- [Document passage]:
Purgatory is a place people can go when they don't deserve hell, but aren't quite ready for heaven. It's also that place between professional activities if a person has not made a smooth, expected transition. For instance, people who quit their job before getting another one, or finish undergrad early and have to wait a full semester before they can enter graduate school often find themselves in purgatory. Such people that getting things done, including getting out of purgatory, becomes steadily difficult over time. Most gain a sense of how much they depended on the preexisting structure to function both professionally and personally. Professional Purgatory also has the quality of being harder to escape the longer you are in it.


I work with many clients on creating routines and structure during this time so that they can complete applications, attend to self-care, check and respond to emails, and otherwise achieve a relatively high level of productivity that is required during the job application process. However, there are several aspects of purgatory that make creating a routine difficult.


Superstructure

Purgatory, by definition, is without structure. Even the worst job has some sort of structure to it. There are deadlines, assignments, and expectations. Good work and bad work are well-defined. It turns out that a certain amount of structure is conducive to and necessary for productivity. Obviously, too much structure can stifle other good things like creativity, but even artists tell me their work time is relatively structured. Having to create and maintain self-governed superstructure is very difficult. Many people think owning their own business would be fun, but they know without some structure imposed from outside of themselves they would languish.


Authority

No one's in charge in purgatory. People need there to be a cost for not getting work done. Many of my clients set goals for themselves, and when they don't meet them, no one cares. Most people cannot pull motivation solely from the fact that something is good to do. They need to know that not doing that thing will bring a penalty. In purgatory, you're the one who is in charge, but you don't seem to have any authority. If you did you would promote yourself out of purgatory.

- [Information shown]:
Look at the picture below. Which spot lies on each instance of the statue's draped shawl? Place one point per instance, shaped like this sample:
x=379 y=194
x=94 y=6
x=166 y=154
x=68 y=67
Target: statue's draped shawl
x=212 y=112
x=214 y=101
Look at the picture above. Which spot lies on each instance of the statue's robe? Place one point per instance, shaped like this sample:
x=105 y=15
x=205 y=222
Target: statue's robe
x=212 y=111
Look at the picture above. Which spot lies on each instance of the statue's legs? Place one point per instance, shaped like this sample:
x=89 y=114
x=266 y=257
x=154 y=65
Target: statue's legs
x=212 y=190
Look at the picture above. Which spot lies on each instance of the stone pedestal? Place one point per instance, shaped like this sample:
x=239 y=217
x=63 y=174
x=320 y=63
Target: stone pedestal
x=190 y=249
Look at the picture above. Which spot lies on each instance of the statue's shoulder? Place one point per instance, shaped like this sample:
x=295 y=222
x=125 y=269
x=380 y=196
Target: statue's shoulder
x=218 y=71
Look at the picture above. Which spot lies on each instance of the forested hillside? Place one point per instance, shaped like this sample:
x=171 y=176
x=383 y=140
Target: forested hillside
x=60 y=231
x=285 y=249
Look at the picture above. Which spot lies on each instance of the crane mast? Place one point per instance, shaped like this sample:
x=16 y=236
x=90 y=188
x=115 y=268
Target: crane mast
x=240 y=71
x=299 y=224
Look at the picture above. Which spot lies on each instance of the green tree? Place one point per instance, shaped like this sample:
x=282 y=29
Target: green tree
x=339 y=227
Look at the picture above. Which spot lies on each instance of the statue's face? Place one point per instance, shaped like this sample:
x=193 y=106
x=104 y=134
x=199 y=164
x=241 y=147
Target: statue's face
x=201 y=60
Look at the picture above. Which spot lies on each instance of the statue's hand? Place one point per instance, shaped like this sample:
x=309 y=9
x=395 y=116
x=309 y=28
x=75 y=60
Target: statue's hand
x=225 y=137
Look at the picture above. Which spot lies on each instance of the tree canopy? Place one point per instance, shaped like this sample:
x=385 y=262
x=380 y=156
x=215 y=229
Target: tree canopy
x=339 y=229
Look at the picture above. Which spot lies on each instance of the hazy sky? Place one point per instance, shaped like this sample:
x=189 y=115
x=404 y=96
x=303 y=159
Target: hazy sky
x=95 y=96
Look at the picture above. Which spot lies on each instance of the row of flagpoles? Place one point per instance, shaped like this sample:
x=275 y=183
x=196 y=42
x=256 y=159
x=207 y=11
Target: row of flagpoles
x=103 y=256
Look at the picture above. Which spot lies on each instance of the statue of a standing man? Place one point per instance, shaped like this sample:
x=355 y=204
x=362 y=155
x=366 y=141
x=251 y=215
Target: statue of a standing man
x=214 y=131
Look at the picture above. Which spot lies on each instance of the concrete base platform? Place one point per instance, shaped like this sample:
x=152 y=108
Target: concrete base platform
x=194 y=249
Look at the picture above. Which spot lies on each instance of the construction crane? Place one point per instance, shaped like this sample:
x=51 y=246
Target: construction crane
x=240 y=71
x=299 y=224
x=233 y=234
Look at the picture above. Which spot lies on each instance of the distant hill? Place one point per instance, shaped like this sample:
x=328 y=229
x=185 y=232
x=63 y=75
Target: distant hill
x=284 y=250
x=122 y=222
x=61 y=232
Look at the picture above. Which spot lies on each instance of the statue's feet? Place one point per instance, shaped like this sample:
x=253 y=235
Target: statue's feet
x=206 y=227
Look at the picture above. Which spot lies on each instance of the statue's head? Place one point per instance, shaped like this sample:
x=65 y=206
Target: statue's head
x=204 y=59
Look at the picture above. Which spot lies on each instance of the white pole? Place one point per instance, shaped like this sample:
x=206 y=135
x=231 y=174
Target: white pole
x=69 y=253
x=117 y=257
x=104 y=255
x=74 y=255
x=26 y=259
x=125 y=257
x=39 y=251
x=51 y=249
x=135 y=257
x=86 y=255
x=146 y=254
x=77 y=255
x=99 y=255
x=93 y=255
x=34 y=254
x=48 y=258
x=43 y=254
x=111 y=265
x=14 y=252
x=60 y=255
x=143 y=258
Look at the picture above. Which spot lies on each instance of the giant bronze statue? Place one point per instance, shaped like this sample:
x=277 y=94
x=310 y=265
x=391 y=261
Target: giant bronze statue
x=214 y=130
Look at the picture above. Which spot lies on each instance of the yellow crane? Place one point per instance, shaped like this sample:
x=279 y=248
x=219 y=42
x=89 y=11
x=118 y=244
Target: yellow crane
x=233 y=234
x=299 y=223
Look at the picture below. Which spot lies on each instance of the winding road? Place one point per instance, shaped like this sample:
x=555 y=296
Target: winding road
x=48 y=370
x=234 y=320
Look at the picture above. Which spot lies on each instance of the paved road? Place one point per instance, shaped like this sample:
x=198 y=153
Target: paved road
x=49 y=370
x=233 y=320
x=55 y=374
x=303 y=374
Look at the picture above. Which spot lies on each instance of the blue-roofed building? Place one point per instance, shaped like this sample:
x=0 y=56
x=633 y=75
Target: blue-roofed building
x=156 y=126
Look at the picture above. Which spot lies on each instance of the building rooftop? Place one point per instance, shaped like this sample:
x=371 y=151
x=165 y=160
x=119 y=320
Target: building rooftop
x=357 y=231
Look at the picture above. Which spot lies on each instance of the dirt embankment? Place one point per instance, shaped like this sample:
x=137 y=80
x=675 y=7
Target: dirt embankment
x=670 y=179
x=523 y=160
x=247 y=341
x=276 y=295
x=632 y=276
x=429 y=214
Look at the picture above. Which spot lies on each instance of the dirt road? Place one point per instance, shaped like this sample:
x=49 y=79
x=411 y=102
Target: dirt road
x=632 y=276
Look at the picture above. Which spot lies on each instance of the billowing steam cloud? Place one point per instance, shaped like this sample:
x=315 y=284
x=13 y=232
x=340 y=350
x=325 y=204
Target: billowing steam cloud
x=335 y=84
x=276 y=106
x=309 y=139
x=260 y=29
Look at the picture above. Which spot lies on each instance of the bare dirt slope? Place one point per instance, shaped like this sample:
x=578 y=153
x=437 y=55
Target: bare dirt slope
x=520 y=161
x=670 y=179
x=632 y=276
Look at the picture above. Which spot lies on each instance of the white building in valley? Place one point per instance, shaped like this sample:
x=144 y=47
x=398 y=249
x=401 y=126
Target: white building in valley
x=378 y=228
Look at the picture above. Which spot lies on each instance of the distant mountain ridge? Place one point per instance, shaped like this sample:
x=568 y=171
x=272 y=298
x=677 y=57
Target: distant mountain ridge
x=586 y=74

- [Problem A]: Translate this sentence from the professional purgatory passage into Spanish: "Even the worst job has some sort of structure to it."
- [Problem B]: Extend the professional purgatory passage, picking up after its last sentence.
The listing is separate material, unrelated to the professional purgatory passage.

- [Expected answer A]: Incluso el peor trabajo tiene algún tipo de estructura.

- [Expected answer B]:
Coworkers

There are no colleagues in purgatory. During the Pandemic we learned about "body-doubling", or the notion that it's easier to be productive if you're around people who are also being productive. In college if we really wanted to concentrate we would study in the library or study groups. We're social animals and body-doubling activates our need for connection and collaboration. In purgatory, you work alone.


Existence

The longer purgatory lasts (and for the average person in this situation, it last a while), the harder it is to justify any individual task. Purgatory is governed by entropy. My clients report a sense of hopeless futility that is hard to shake. The problem is that they work hard on boring, mundane tasks associated with the application process and then throw their efforts into an abyss (i.e., the current application process in the US) where they likely will never hear a response. In a sense, futility is a very adaptive response to the job search process because most of one's efforts result in nothing, and most people will be satisfied with a single, positive response. In purgatory, the longer you are there, the longer you will be there.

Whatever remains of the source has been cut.